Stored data
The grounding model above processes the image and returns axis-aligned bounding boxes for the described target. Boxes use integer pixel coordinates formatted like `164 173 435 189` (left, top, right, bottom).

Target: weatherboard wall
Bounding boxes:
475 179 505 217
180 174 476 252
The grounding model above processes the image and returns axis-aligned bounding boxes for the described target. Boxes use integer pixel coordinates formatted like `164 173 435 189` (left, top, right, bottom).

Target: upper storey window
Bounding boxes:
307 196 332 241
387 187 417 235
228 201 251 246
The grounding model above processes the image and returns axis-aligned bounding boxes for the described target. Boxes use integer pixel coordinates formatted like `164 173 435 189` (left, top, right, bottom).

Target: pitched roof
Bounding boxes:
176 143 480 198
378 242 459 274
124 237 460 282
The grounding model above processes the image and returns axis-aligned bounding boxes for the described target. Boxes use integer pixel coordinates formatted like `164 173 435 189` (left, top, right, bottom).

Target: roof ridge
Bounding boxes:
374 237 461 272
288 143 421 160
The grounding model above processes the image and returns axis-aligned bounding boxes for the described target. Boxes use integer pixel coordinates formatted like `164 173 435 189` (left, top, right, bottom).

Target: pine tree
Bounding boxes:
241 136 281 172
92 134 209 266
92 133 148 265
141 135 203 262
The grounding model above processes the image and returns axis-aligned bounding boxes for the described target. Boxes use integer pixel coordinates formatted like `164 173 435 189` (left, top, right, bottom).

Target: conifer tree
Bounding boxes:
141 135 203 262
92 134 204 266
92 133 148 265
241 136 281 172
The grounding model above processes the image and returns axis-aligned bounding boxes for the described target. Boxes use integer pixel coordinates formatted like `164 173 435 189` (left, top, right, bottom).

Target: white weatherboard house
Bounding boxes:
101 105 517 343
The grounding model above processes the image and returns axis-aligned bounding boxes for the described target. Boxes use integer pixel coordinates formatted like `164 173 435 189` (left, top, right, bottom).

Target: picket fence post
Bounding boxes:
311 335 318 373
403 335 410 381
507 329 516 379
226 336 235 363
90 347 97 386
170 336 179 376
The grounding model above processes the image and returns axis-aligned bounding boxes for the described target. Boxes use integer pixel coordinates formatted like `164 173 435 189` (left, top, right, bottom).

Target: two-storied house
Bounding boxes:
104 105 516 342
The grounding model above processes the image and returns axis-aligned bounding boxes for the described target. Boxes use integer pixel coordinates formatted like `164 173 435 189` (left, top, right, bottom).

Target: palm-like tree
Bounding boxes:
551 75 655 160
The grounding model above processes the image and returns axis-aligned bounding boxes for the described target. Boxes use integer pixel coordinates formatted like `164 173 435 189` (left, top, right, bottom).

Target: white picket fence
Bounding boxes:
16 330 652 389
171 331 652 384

WORK REQUIRED: Pull out each line of the data above that contains the word "house", and copy each line in full.

WRITTEN RESPONSE:
Target: white weatherboard house
Target: two-storied house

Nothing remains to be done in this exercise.